### EXERCISE MATERIALS

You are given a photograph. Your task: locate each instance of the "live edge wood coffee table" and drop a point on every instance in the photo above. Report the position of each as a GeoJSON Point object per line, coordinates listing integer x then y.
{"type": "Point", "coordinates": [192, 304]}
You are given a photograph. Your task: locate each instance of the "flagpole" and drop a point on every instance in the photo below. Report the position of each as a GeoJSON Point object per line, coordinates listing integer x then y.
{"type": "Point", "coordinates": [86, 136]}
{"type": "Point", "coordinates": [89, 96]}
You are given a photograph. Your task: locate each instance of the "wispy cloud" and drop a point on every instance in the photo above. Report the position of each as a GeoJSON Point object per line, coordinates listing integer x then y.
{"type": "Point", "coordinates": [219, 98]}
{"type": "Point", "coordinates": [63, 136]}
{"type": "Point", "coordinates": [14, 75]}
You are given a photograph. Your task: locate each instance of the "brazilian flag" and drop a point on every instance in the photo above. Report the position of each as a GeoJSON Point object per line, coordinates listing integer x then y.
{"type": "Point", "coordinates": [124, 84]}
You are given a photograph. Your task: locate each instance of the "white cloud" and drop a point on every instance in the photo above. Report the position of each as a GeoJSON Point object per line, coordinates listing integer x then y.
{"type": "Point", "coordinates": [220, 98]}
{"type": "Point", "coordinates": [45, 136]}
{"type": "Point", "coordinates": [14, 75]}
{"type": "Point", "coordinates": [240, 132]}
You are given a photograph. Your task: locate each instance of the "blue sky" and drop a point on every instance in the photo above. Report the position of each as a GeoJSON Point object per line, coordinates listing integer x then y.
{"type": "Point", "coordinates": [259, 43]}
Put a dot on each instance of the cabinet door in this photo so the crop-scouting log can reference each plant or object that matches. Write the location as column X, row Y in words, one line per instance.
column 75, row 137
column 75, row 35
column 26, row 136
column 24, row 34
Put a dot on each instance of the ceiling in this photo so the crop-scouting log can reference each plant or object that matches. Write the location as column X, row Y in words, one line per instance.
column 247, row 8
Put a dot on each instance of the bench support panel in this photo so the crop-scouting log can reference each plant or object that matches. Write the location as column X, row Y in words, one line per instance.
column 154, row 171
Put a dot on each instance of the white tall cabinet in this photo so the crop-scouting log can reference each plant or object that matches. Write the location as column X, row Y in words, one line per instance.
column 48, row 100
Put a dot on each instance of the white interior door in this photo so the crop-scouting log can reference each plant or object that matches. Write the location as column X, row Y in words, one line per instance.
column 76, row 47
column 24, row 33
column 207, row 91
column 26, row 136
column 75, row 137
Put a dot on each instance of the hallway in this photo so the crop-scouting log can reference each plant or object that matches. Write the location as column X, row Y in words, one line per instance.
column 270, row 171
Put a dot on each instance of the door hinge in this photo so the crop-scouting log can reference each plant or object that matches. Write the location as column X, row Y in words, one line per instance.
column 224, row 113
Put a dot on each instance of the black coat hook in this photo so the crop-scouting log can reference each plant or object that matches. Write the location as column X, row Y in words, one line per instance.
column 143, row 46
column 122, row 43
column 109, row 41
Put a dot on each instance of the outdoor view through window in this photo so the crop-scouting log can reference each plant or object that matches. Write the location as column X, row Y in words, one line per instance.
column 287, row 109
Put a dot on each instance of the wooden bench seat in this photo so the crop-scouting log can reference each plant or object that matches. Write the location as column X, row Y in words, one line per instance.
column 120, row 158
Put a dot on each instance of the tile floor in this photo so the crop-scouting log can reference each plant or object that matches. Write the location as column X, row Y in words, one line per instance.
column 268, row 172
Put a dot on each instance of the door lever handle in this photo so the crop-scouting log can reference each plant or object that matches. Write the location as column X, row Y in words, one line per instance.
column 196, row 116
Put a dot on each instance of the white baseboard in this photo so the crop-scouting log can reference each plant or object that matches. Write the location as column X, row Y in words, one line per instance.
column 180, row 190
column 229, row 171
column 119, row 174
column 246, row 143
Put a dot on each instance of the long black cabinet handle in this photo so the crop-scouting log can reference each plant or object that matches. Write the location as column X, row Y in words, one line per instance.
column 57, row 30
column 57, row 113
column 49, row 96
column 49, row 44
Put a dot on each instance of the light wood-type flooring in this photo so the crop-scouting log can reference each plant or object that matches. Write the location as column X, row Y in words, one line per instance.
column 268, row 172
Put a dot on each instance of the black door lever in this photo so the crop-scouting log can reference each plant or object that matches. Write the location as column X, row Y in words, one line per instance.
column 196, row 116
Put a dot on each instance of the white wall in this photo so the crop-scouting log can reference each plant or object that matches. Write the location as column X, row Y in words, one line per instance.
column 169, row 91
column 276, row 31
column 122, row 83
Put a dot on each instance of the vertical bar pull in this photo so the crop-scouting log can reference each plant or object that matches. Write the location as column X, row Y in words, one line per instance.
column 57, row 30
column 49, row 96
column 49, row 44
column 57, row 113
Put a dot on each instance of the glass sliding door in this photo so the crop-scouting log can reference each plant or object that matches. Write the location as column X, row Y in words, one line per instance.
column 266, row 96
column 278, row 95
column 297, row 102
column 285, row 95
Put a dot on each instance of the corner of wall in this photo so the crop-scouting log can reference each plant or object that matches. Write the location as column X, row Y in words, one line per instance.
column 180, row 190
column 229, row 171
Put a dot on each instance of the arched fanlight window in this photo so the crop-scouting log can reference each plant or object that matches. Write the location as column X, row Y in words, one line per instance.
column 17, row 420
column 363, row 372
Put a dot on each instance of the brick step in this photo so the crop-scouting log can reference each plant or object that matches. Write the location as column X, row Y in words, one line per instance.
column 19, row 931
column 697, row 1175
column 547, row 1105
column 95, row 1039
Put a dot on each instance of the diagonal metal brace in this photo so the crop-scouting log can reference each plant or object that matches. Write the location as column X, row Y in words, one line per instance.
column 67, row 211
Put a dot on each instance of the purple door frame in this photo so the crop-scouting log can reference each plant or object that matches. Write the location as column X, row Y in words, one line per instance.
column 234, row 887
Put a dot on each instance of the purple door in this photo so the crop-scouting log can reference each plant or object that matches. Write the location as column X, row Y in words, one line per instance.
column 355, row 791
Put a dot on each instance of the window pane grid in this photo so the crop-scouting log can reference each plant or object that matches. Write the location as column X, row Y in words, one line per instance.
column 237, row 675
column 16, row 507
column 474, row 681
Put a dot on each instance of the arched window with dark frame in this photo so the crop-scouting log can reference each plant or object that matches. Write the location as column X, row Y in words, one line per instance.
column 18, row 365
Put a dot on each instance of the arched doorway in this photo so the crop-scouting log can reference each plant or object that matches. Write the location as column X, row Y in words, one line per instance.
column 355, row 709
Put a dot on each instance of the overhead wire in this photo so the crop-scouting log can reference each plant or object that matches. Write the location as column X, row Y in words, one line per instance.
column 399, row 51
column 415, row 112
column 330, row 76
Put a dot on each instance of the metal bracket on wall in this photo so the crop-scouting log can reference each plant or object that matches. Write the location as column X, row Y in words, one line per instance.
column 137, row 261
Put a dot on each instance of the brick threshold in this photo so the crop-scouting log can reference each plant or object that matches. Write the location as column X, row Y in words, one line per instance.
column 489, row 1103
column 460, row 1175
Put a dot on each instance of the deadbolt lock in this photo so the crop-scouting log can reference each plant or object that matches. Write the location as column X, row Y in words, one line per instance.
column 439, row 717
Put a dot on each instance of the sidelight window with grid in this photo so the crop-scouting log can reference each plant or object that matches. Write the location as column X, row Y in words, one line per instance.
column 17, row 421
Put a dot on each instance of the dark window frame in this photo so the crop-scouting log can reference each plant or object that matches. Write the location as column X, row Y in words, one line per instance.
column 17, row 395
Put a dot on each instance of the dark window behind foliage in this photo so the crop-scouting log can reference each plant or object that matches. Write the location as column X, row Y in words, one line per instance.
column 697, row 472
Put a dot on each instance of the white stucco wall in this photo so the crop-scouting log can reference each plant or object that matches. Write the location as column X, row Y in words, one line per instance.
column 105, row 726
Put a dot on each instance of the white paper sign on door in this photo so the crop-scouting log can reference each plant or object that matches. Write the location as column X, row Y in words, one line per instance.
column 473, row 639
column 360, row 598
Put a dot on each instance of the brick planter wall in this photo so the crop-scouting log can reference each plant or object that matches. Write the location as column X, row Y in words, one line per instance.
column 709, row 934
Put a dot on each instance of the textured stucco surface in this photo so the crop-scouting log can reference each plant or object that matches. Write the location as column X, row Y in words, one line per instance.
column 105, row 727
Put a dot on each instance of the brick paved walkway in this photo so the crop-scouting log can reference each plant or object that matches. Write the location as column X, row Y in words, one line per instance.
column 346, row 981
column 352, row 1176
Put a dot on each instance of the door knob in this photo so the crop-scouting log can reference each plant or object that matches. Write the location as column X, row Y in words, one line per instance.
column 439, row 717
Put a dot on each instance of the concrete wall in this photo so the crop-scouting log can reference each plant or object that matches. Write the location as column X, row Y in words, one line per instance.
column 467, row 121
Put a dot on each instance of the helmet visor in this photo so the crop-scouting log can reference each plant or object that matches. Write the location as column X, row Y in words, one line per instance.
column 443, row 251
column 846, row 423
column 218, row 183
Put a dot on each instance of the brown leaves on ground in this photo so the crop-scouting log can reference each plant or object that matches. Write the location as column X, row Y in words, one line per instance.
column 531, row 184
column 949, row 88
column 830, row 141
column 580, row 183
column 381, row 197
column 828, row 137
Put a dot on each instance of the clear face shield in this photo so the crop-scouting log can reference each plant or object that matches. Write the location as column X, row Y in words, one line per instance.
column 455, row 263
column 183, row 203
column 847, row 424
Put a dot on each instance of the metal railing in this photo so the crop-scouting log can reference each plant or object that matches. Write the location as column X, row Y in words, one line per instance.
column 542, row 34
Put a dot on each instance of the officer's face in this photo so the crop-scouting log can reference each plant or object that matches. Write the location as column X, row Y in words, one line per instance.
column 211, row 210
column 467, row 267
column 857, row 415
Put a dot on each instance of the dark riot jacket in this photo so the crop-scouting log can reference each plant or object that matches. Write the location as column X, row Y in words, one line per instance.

######

• WHAT IS REQUIRED: The answer is the line with "Put a dot on each instance of the officer's" plus every line after it to the last line of the entries above, copied exactly and with no other lines.

• EXPECTED OUTPUT:
Put a dot on each instance of the officer's face in this photo so the crop-scouting log can reference each plant or object that matches. Write the location as column X, row Y in words, one line per instance.
column 211, row 210
column 467, row 267
column 857, row 415
Put a dot on each instance of the dark riot jacket in this photo so the crop-scouting log can reference each plant or object that matches. Write the location as column X, row Y in words, one line per instance.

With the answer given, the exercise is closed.